• **Records to process**:
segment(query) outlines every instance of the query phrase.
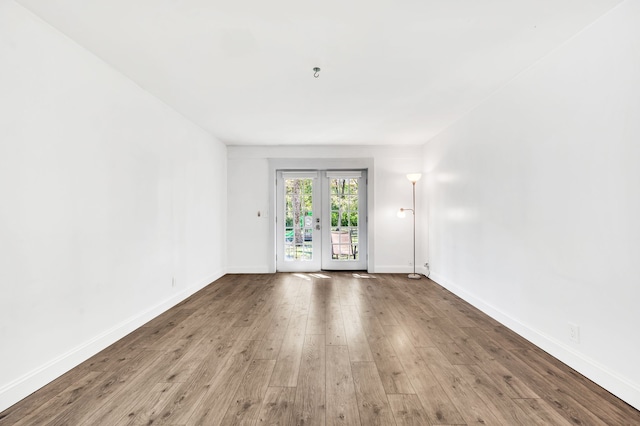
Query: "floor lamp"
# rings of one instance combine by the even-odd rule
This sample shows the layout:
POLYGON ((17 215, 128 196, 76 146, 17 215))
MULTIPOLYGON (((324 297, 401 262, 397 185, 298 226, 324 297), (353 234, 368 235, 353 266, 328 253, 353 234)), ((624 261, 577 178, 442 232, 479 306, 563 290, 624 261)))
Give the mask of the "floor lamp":
POLYGON ((419 280, 422 275, 416 274, 416 182, 422 177, 421 173, 409 173, 407 179, 413 185, 413 207, 410 209, 400 209, 398 217, 405 217, 406 211, 409 210, 413 214, 413 274, 409 274, 412 280, 419 280))

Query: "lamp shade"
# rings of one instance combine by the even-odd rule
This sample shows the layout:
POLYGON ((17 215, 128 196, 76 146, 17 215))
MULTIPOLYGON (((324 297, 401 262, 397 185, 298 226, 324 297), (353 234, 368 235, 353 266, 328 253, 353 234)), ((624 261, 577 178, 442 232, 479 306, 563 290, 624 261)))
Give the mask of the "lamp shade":
POLYGON ((404 219, 405 217, 407 217, 407 212, 405 212, 404 209, 398 210, 398 217, 404 219))
POLYGON ((417 181, 420 180, 421 177, 422 177, 422 173, 409 173, 407 175, 407 179, 409 179, 411 183, 416 183, 417 181))

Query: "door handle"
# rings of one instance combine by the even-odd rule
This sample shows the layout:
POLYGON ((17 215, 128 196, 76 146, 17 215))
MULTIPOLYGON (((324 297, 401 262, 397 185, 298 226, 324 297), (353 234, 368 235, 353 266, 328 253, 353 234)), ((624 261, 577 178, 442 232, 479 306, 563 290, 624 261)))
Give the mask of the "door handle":
POLYGON ((320 224, 316 225, 316 229, 320 230, 320 224))

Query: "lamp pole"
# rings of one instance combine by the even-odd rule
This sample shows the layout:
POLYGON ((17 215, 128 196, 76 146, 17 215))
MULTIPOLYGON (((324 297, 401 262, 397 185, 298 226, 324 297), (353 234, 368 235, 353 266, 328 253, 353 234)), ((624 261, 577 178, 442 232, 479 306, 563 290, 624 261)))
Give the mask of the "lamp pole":
POLYGON ((404 212, 407 210, 411 210, 411 214, 413 215, 413 273, 409 274, 409 278, 412 280, 419 280, 422 278, 420 274, 416 274, 416 182, 420 180, 422 175, 420 173, 409 173, 407 175, 407 179, 413 185, 413 205, 410 209, 400 209, 398 212, 398 216, 404 217, 404 212))
POLYGON ((421 277, 416 274, 416 183, 411 182, 413 185, 413 274, 409 274, 409 278, 413 280, 419 280, 421 277))

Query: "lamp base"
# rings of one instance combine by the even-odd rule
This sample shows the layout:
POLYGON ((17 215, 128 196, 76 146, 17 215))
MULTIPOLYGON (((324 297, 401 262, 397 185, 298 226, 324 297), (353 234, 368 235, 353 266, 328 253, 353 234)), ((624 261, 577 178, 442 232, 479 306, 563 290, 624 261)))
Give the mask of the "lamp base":
POLYGON ((408 276, 412 280, 419 280, 420 278, 422 278, 422 275, 420 274, 409 274, 408 276))

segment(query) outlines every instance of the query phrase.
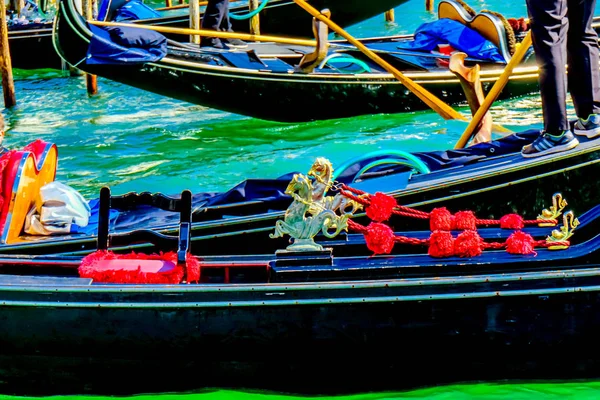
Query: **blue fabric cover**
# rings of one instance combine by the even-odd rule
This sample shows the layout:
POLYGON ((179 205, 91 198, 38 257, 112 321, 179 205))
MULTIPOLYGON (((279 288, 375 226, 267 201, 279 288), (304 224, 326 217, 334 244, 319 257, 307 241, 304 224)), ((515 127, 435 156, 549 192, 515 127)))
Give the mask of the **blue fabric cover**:
POLYGON ((449 44, 469 57, 505 63, 504 57, 495 44, 477 31, 449 18, 421 24, 414 40, 401 43, 398 48, 407 50, 431 51, 438 44, 449 44))
MULTIPOLYGON (((71 225, 71 233, 84 234, 84 235, 95 235, 98 233, 98 216, 100 211, 100 200, 93 199, 88 201, 90 206, 90 218, 86 226, 71 225)), ((109 210, 109 224, 113 225, 119 216, 119 211, 115 209, 109 210)))
POLYGON ((98 15, 96 19, 98 21, 106 21, 106 16, 108 15, 108 9, 110 7, 111 0, 102 0, 100 5, 98 6, 98 15))
MULTIPOLYGON (((492 142, 479 143, 464 149, 412 154, 423 160, 431 171, 436 171, 465 165, 486 157, 520 152, 524 145, 531 143, 539 134, 539 129, 530 129, 524 132, 514 133, 492 142)), ((354 175, 362 167, 381 158, 386 158, 386 156, 372 157, 357 162, 356 165, 349 166, 346 171, 340 174, 338 181, 350 184, 354 175)), ((406 186, 410 178, 411 173, 407 171, 408 168, 404 166, 390 168, 388 165, 374 167, 368 172, 368 175, 381 175, 382 177, 385 175, 389 176, 389 180, 377 180, 377 188, 379 190, 382 190, 386 186, 389 186, 389 189, 392 189, 393 187, 400 189, 406 186), (393 170, 393 175, 389 175, 390 170, 393 170)), ((196 193, 192 197, 192 210, 197 212, 198 209, 202 207, 235 204, 246 201, 262 201, 265 203, 266 208, 270 210, 285 210, 289 205, 290 196, 286 195, 284 192, 295 173, 299 172, 290 172, 275 179, 248 179, 226 192, 196 193)), ((305 172, 301 173, 305 174, 305 172)), ((374 188, 369 188, 368 184, 353 184, 352 186, 357 188, 360 187, 360 189, 367 191, 374 190, 374 188)), ((383 190, 387 189, 388 188, 385 188, 383 190)), ((202 211, 199 212, 200 214, 202 213, 202 211)), ((226 213, 224 212, 224 214, 226 213)), ((93 216, 90 217, 90 221, 92 218, 93 216)), ((134 210, 122 211, 115 226, 118 231, 128 231, 131 229, 156 228, 173 225, 176 224, 178 220, 179 216, 175 213, 143 206, 134 210)))
POLYGON ((97 27, 87 52, 87 64, 139 64, 156 62, 167 54, 167 38, 140 28, 97 27))
POLYGON ((102 0, 98 7, 98 21, 126 21, 157 18, 160 14, 142 0, 102 0))
POLYGON ((443 151, 428 151, 412 153, 419 157, 431 171, 443 168, 457 167, 482 160, 486 157, 496 157, 521 151, 523 146, 530 144, 540 135, 539 129, 529 129, 513 133, 491 142, 478 143, 463 149, 443 151))
POLYGON ((141 0, 131 0, 116 11, 113 21, 120 22, 158 17, 160 17, 160 14, 145 5, 141 0))

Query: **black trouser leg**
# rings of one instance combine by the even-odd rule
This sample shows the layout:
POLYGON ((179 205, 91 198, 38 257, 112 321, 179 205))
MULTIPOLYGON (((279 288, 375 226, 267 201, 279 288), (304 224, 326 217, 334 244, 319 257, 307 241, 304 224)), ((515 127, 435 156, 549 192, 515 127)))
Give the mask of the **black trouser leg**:
MULTIPOLYGON (((569 129, 566 110, 567 0, 527 0, 533 48, 540 69, 544 130, 569 129)), ((573 38, 575 40, 575 38, 573 38)))
POLYGON ((592 28, 596 0, 567 0, 569 91, 579 118, 600 113, 598 35, 592 28))
POLYGON ((223 20, 221 21, 221 30, 225 32, 233 32, 233 29, 231 29, 231 21, 229 19, 229 0, 225 1, 224 3, 225 11, 223 14, 223 20))
POLYGON ((228 11, 229 0, 209 0, 202 16, 202 29, 220 31, 228 11))

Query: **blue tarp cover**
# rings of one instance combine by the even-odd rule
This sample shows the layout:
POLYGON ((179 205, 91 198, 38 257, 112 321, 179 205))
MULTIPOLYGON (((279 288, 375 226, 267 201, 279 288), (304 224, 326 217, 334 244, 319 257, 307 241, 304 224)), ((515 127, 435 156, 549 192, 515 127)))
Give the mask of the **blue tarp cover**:
MULTIPOLYGON (((431 171, 439 171, 445 168, 457 167, 480 161, 486 157, 520 152, 524 145, 533 142, 539 134, 539 129, 530 129, 491 142, 469 146, 464 149, 419 152, 412 154, 418 156, 425 162, 431 171)), ((344 173, 340 174, 337 180, 339 182, 350 184, 352 177, 362 167, 380 158, 385 158, 385 156, 372 157, 357 162, 356 165, 349 166, 344 173)), ((369 171, 369 174, 376 176, 378 173, 383 173, 383 170, 388 170, 389 172, 389 169, 389 165, 375 167, 369 171), (382 171, 379 172, 378 170, 382 171)), ((393 185, 395 189, 405 187, 408 183, 410 179, 410 173, 406 172, 408 169, 408 167, 398 166, 395 168, 396 173, 390 175, 390 184, 393 185)), ((194 211, 197 211, 202 207, 235 204, 245 201, 262 201, 268 206, 272 206, 271 209, 273 210, 285 209, 287 205, 282 206, 282 204, 291 201, 290 196, 285 194, 285 189, 295 173, 303 172, 294 171, 275 179, 248 179, 226 192, 196 193, 192 198, 192 207, 194 211)), ((382 182, 379 181, 378 185, 381 184, 382 182)), ((368 190, 364 185, 361 186, 361 189, 368 190)), ((379 190, 381 189, 382 188, 379 187, 379 190)), ((90 221, 92 219, 93 216, 90 218, 90 221)), ((117 218, 116 228, 120 231, 151 228, 175 224, 178 220, 179 215, 176 213, 159 210, 149 206, 142 206, 134 210, 122 211, 117 218)))
MULTIPOLYGON (((109 4, 110 1, 102 2, 99 16, 108 13, 109 4)), ((118 22, 156 17, 160 17, 160 14, 141 0, 130 0, 116 10, 113 20, 118 22)), ((88 47, 88 64, 156 62, 167 54, 167 38, 158 32, 134 27, 90 26, 90 29, 94 36, 88 47)))
POLYGON ((142 3, 141 0, 131 0, 117 10, 113 21, 120 22, 158 17, 160 17, 160 14, 142 3))
POLYGON ((477 31, 449 18, 421 24, 415 31, 414 40, 403 42, 398 48, 431 51, 438 44, 449 44, 469 57, 506 62, 495 44, 477 31))
POLYGON ((156 62, 167 54, 167 38, 141 28, 90 26, 92 40, 87 64, 138 64, 156 62))

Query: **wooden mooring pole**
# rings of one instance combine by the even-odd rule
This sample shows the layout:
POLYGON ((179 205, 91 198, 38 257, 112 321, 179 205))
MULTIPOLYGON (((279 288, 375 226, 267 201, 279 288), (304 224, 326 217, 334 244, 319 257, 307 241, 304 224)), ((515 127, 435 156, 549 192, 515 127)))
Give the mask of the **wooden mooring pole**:
MULTIPOLYGON (((198 0, 190 0, 190 28, 200 29, 200 2, 198 0)), ((199 44, 200 35, 190 35, 190 42, 199 44)))
POLYGON ((0 0, 0 69, 2 70, 2 91, 4 92, 4 107, 9 108, 17 104, 15 97, 15 83, 12 74, 12 62, 8 47, 8 24, 6 23, 6 4, 0 0))
POLYGON ((394 22, 394 9, 385 12, 385 22, 394 22))
POLYGON ((429 12, 433 12, 433 0, 425 0, 425 9, 429 12))
MULTIPOLYGON (((94 19, 92 0, 83 0, 82 6, 85 19, 94 19)), ((85 74, 85 86, 87 87, 88 94, 98 93, 98 78, 96 75, 85 74)))
MULTIPOLYGON (((258 8, 258 0, 248 0, 248 6, 250 12, 256 10, 258 8)), ((250 34, 260 35, 260 13, 250 18, 250 34)))

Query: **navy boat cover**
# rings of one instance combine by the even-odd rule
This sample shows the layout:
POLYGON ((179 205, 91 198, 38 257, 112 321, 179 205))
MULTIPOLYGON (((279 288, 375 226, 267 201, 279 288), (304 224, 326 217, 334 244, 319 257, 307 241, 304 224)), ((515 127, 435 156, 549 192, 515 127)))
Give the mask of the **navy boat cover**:
MULTIPOLYGON (((430 151, 422 153, 411 153, 418 156, 431 171, 457 167, 483 160, 487 157, 496 157, 521 151, 521 148, 531 143, 538 137, 538 129, 530 129, 520 133, 514 133, 504 138, 487 143, 479 143, 464 149, 430 151)), ((386 156, 371 157, 357 161, 343 171, 337 180, 350 184, 354 175, 367 164, 386 156)), ((388 175, 395 189, 401 189, 408 184, 411 173, 405 166, 380 166, 369 171, 370 176, 388 175), (379 169, 379 171, 378 171, 379 169), (393 174, 390 175, 390 170, 393 174)), ((220 206, 249 201, 260 201, 265 203, 265 210, 284 210, 289 204, 291 197, 285 194, 285 189, 295 173, 290 172, 275 179, 247 179, 234 186, 226 192, 196 193, 192 198, 194 213, 201 213, 202 209, 211 206, 220 206)), ((365 182, 368 182, 366 180, 365 182)), ((378 184, 382 182, 378 180, 378 184)), ((353 185, 356 186, 356 185, 353 185)), ((358 187, 358 186, 357 186, 358 187)), ((367 190, 363 188, 364 190, 367 190)), ((381 190, 381 189, 380 189, 381 190)), ((367 190, 368 191, 368 190, 367 190)), ((111 210, 112 211, 112 210, 111 210)), ((94 206, 92 206, 94 214, 94 206)), ((226 212, 224 211, 224 214, 226 212)), ((233 215, 233 214, 232 214, 233 215)), ((111 219, 113 216, 111 215, 111 219)), ((136 210, 120 212, 116 218, 115 228, 118 231, 132 229, 144 229, 162 225, 176 224, 178 216, 175 213, 161 211, 144 206, 136 210)), ((93 224, 94 216, 90 218, 93 224)))
POLYGON ((145 5, 141 0, 130 0, 124 6, 117 9, 112 20, 120 22, 158 17, 160 17, 160 14, 145 5))
MULTIPOLYGON (((101 6, 99 16, 110 11, 108 3, 101 6)), ((154 18, 156 11, 140 0, 131 0, 119 7, 113 18, 115 21, 154 18)), ((104 18, 99 18, 103 20, 104 18)), ((87 64, 139 64, 156 62, 167 54, 167 38, 148 29, 135 27, 90 26, 93 33, 87 52, 87 64)))

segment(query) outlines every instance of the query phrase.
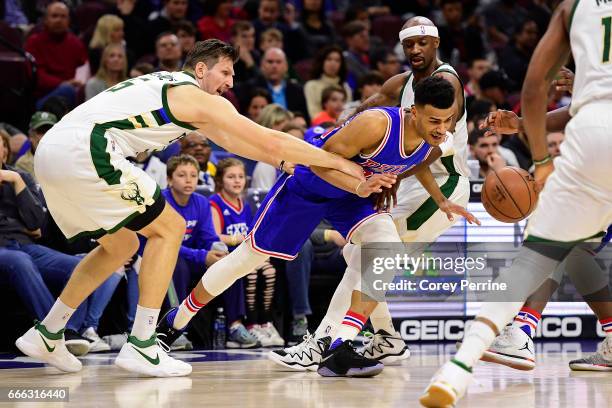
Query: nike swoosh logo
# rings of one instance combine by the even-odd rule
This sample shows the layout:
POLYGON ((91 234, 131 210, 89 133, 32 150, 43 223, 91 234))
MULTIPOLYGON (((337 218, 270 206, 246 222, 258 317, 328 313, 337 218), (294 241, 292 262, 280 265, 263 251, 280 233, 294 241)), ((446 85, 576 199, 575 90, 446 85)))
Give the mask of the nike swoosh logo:
POLYGON ((44 336, 42 334, 39 334, 39 336, 42 339, 43 343, 45 343, 45 347, 47 348, 47 351, 49 353, 53 353, 53 351, 55 350, 55 346, 49 347, 49 345, 47 344, 47 341, 45 340, 44 336))
POLYGON ((138 350, 136 347, 132 346, 132 348, 134 350, 136 350, 138 352, 138 354, 143 356, 149 363, 151 363, 153 365, 158 365, 159 364, 159 354, 157 354, 155 356, 155 358, 151 358, 151 357, 147 356, 145 353, 143 353, 142 351, 138 350))

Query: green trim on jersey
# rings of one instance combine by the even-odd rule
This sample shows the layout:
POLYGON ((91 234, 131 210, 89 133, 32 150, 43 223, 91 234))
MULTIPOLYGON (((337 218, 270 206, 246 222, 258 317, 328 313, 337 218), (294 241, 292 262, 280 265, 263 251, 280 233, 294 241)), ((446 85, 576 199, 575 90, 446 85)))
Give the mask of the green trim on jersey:
POLYGON ((554 239, 546 239, 546 238, 537 237, 535 235, 528 235, 527 238, 525 238, 525 242, 548 242, 548 243, 555 243, 555 244, 571 246, 571 245, 578 244, 580 242, 587 241, 589 239, 601 238, 605 234, 606 234, 605 231, 601 231, 601 232, 598 232, 596 234, 591 235, 590 237, 586 237, 586 238, 582 238, 582 239, 577 239, 575 241, 555 241, 554 239))
POLYGON ((141 115, 134 116, 134 119, 136 119, 136 122, 140 123, 140 126, 142 126, 143 128, 149 127, 149 125, 147 125, 141 115))
POLYGON ((172 111, 170 110, 170 106, 168 106, 168 88, 171 86, 180 86, 180 85, 197 86, 193 82, 178 82, 176 84, 164 84, 164 86, 162 87, 162 105, 164 106, 164 110, 166 111, 166 114, 168 115, 172 123, 182 128, 185 128, 185 129, 196 130, 197 128, 191 126, 189 123, 181 122, 180 120, 178 120, 176 116, 172 114, 172 111))
MULTIPOLYGON (((452 163, 452 156, 448 157, 451 157, 452 163)), ((446 183, 440 186, 440 190, 442 191, 444 197, 449 198, 453 194, 455 188, 457 188, 457 185, 459 184, 459 177, 459 174, 450 174, 448 176, 448 180, 446 180, 446 183)), ((412 215, 410 215, 410 217, 406 219, 406 229, 408 231, 416 231, 421 227, 421 225, 429 220, 429 218, 431 218, 436 211, 438 211, 438 205, 435 203, 433 198, 429 197, 423 204, 421 204, 419 208, 417 208, 414 213, 412 213, 412 215)))
MULTIPOLYGON (((129 123, 129 121, 128 121, 129 123)), ((130 126, 132 124, 130 123, 130 126)), ((134 127, 131 126, 131 129, 134 127)), ((110 161, 110 153, 106 151, 108 139, 104 137, 108 128, 105 125, 95 125, 91 131, 89 140, 89 150, 93 165, 96 168, 98 177, 106 181, 108 185, 115 185, 121 182, 121 170, 115 169, 110 161)))
MULTIPOLYGON (((155 189, 155 193, 153 193, 153 201, 157 201, 159 199, 160 194, 161 194, 161 189, 159 188, 159 186, 157 186, 157 188, 155 189)), ((97 229, 95 231, 83 231, 83 232, 79 232, 75 236, 72 236, 72 237, 68 238, 68 242, 74 242, 77 239, 83 238, 83 237, 89 237, 89 236, 101 237, 104 234, 112 234, 114 232, 119 231, 121 228, 125 227, 134 218, 136 218, 137 216, 142 215, 142 214, 144 214, 144 213, 141 213, 139 211, 135 211, 132 214, 128 215, 119 224, 115 225, 113 228, 111 228, 109 230, 105 230, 104 228, 99 228, 99 229, 97 229)))
POLYGON ((455 155, 454 154, 451 154, 449 156, 440 157, 440 161, 442 162, 442 165, 444 166, 446 171, 448 171, 448 174, 453 174, 457 176, 461 175, 459 174, 457 169, 455 169, 455 155))
POLYGON ((446 73, 452 74, 459 81, 459 85, 461 86, 461 94, 463 95, 463 113, 456 120, 456 122, 459 122, 463 118, 463 116, 465 116, 466 113, 467 113, 466 112, 466 108, 465 108, 465 85, 463 84, 463 81, 461 80, 461 78, 459 77, 457 72, 454 71, 453 66, 450 65, 450 64, 447 64, 446 62, 444 62, 442 65, 440 65, 438 68, 436 68, 436 70, 431 75, 437 74, 438 72, 446 72, 446 73), (445 65, 448 65, 452 69, 446 68, 445 65))
MULTIPOLYGON (((192 72, 189 72, 189 71, 185 71, 185 70, 183 70, 183 71, 181 71, 181 73, 183 73, 183 74, 185 74, 185 75, 187 75, 187 76, 190 76, 190 77, 192 77, 193 79, 196 79, 195 75, 194 75, 192 72)), ((196 79, 196 81, 197 81, 197 79, 196 79)))
POLYGON ((580 0, 576 0, 574 2, 574 5, 572 6, 572 10, 570 11, 569 23, 567 24, 567 32, 568 33, 572 29, 572 22, 574 21, 574 14, 576 14, 576 9, 578 8, 578 3, 580 3, 580 0))
POLYGON ((162 118, 162 116, 159 114, 159 112, 157 110, 151 111, 151 115, 153 115, 153 119, 155 119, 155 121, 157 122, 158 126, 163 126, 166 123, 170 123, 170 122, 166 122, 164 120, 164 118, 162 118))

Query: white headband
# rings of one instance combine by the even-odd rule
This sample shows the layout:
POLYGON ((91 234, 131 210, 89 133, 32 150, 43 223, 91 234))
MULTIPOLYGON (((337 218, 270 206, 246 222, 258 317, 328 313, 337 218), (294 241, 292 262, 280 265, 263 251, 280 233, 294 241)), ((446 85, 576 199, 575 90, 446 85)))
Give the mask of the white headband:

• **What the task asks**: Your task is to copy each line of the entries that includes the word "headband".

• **Answer below**:
Query: white headband
Give the mask of the white headband:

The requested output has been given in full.